• WORK TO DO
Find the line containing "and white striped" in the material below; copy that line and all following lines exactly.

• Recorded data

========================================================================

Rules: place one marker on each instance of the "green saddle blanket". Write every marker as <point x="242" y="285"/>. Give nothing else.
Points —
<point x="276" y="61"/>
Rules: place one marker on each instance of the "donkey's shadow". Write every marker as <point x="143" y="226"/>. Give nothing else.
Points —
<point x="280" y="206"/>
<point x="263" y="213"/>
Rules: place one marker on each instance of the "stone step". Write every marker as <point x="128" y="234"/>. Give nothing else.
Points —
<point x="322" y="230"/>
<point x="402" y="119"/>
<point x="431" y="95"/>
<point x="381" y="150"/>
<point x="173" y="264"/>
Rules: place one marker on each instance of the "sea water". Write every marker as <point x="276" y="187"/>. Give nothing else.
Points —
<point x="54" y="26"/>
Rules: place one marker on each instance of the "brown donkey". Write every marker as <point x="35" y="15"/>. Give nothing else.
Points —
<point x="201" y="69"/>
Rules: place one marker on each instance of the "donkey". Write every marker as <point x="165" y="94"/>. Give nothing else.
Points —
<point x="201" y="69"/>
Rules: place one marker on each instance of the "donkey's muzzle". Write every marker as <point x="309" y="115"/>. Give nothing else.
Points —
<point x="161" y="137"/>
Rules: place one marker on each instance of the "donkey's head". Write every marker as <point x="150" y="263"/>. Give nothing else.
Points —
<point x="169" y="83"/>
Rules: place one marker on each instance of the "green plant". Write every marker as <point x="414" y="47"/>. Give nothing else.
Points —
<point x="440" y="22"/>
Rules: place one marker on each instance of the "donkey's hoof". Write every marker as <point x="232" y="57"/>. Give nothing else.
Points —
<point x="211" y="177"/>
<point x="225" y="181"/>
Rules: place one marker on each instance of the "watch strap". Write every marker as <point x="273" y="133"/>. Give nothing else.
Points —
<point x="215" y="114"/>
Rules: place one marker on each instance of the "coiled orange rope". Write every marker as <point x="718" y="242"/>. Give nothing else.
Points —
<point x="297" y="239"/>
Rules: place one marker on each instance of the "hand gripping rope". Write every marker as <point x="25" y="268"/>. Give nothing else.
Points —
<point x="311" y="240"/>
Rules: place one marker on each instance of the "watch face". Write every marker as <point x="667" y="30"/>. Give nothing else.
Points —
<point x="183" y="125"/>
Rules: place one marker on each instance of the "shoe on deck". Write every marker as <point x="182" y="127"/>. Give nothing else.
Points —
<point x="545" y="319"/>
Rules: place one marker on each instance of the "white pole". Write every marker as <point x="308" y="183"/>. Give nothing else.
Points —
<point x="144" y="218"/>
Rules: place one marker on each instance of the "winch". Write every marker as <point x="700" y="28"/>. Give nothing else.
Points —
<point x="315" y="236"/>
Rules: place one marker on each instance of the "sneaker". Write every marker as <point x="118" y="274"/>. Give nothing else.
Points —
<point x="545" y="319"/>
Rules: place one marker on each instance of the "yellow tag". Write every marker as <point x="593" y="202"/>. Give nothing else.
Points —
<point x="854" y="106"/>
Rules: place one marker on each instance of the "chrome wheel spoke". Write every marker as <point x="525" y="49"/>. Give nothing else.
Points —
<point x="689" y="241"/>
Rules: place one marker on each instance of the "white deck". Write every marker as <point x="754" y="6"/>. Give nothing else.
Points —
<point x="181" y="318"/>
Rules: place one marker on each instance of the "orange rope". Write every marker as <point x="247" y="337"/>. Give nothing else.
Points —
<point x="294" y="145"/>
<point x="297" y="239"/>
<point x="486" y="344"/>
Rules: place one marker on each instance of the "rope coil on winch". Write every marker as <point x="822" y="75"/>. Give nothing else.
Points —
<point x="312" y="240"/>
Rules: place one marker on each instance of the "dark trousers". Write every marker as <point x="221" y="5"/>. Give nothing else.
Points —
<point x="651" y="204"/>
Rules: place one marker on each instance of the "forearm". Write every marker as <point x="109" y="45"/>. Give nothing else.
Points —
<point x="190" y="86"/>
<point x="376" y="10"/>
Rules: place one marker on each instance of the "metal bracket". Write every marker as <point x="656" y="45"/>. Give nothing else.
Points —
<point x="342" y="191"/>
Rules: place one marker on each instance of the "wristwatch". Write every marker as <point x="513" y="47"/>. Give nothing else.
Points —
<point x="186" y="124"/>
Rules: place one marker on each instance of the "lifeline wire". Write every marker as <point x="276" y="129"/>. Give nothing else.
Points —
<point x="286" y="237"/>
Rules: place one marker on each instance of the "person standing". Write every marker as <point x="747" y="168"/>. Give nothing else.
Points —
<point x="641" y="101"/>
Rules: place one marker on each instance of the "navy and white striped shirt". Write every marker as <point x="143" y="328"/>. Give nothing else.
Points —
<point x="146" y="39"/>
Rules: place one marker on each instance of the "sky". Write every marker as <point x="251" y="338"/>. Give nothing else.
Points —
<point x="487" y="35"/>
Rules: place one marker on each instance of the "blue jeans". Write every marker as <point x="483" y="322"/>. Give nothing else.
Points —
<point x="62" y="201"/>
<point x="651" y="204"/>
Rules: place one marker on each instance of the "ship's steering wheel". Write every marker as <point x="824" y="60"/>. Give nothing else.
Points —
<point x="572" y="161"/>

========================================================================

• SOLVED EXERCISE
Rules: place one marker on each instance of the "navy and white striped shirt". Write every marker as <point x="143" y="328"/>. Give nothing else.
Points —
<point x="146" y="39"/>
Rules: place one marker on each instance of the "sky". Write every marker as <point x="251" y="338"/>. Give nothing else.
Points —
<point x="487" y="35"/>
Rules: place one marker on each instance of the "blue jeans". Write every marker as <point x="483" y="322"/>. Give nothing else.
Points —
<point x="62" y="201"/>
<point x="651" y="204"/>
Rules: place one marker on each instance of the "ship's steering wheel". Write every marker as <point x="824" y="60"/>. Give nothing else.
Points —
<point x="572" y="161"/>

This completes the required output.